══ RECORDS SUPPLIED ══

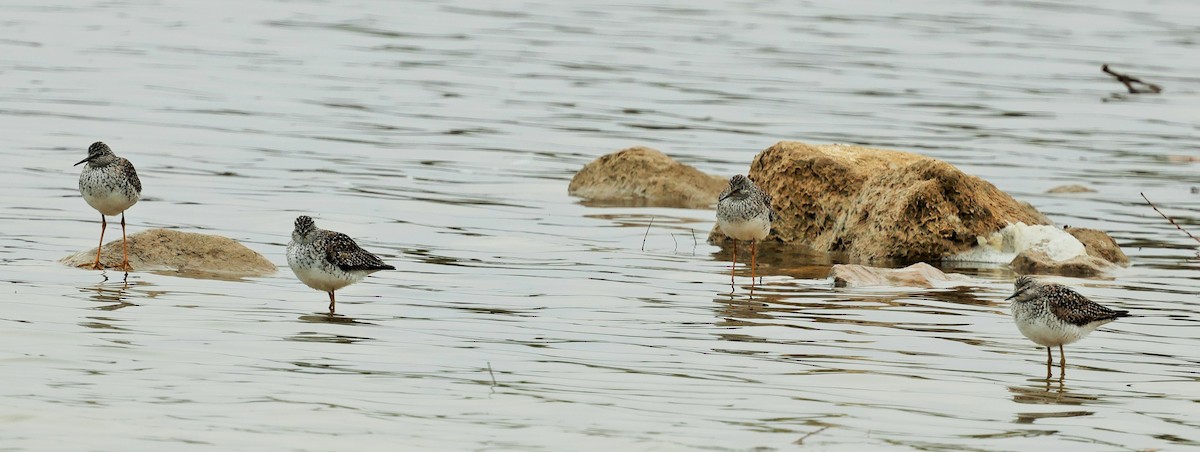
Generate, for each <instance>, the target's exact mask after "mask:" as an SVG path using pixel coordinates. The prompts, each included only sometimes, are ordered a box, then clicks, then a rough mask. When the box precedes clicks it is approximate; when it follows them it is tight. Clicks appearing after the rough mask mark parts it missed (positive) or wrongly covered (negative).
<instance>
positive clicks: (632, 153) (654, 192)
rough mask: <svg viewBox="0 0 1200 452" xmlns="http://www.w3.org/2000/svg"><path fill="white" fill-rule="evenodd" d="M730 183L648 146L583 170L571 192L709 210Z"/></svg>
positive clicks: (638, 148)
mask: <svg viewBox="0 0 1200 452" xmlns="http://www.w3.org/2000/svg"><path fill="white" fill-rule="evenodd" d="M726 185H728V180H727V179H725V177H720V176H714V175H709V174H704V173H702V171H701V170H698V169H696V168H692V167H689V165H686V164H683V163H679V162H676V161H674V159H673V158H671V157H667V155H665V153H662V152H659V151H656V150H653V149H649V147H641V146H637V147H629V149H625V150H622V151H617V152H613V153H610V155H606V156H602V157H600V158H596V159H594V161H592V163H588V164H587V165H584V167H583V169H581V170H580V171H578V173H576V174H575V177H571V185H570V186H569V187H568V188H566V191H568V193H570V194H571V195H575V197H580V198H586V199H589V200H599V201H626V203H628V201H635V203H638V204H640V205H652V206H672V207H674V206H679V207H708V206H710V205H713V204H715V203H716V195H719V194H720V193H721V191H722V189H725V186H726Z"/></svg>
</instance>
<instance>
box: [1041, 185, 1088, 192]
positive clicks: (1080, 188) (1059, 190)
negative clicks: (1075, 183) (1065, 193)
mask: <svg viewBox="0 0 1200 452" xmlns="http://www.w3.org/2000/svg"><path fill="white" fill-rule="evenodd" d="M1046 193H1096V191H1094V189H1091V188H1087V187H1085V186H1081V185H1078V183H1076V185H1063V186H1057V187H1054V188H1050V189H1048V191H1046Z"/></svg>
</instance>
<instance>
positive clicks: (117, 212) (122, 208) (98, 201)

═══

TASK GOAL = The pictures stay out of the copy. Set down the entries above precisely.

RESPONSE AREA =
Generate, for each <instance>, the target's exact mask after "mask:" as an SVG path using pixel coordinates. The prompts, each included only sometimes, are ordered a box, then clicks, then a rough mask. When the box precedes clicks it is approximate; when it follows them it is tight. Clicks appearing after the rough mask mark parts it missed (positive) or wrongly covered (negative).
<instance>
positive clicks: (632, 153) (654, 192)
rough mask: <svg viewBox="0 0 1200 452" xmlns="http://www.w3.org/2000/svg"><path fill="white" fill-rule="evenodd" d="M730 183L648 146L583 170L571 192L709 210Z"/></svg>
positive clicks: (638, 148)
mask: <svg viewBox="0 0 1200 452" xmlns="http://www.w3.org/2000/svg"><path fill="white" fill-rule="evenodd" d="M726 185H728V180H727V179H725V177H720V176H714V175H709V174H704V173H702V171H701V170H698V169H696V168H692V167H689V165H686V164H683V163H679V162H676V161H674V159H673V158H671V157H667V155H665V153H662V152H659V151H656V150H653V149H649V147H641V146H637V147H629V149H625V150H622V151H617V152H613V153H610V155H606V156H602V157H600V158H596V159H594V161H592V163H588V164H587V165H584V167H583V169H581V170H580V171H578V173H576V174H575V177H571V185H570V186H569V187H568V188H566V191H568V193H570V194H571V195H575V197H580V198H586V199H589V200H599V201H626V203H628V201H635V203H638V204H640V205H652V206H672V207H674V206H679V207H708V206H710V205H713V204H715V203H716V195H719V194H720V193H721V191H722V189H725V186H726Z"/></svg>
</instance>
<instance>
box: [1041, 185, 1088, 192]
positive clicks: (1080, 188) (1059, 190)
negative clicks: (1075, 183) (1065, 193)
mask: <svg viewBox="0 0 1200 452" xmlns="http://www.w3.org/2000/svg"><path fill="white" fill-rule="evenodd" d="M1046 193H1096V191H1094V189H1091V188H1087V187H1085V186H1081V185H1078V183H1076V185H1063V186H1057V187H1054V188H1050V189H1048V191H1046Z"/></svg>
</instance>
<instance>
positive clicks: (117, 212) (122, 208) (98, 201)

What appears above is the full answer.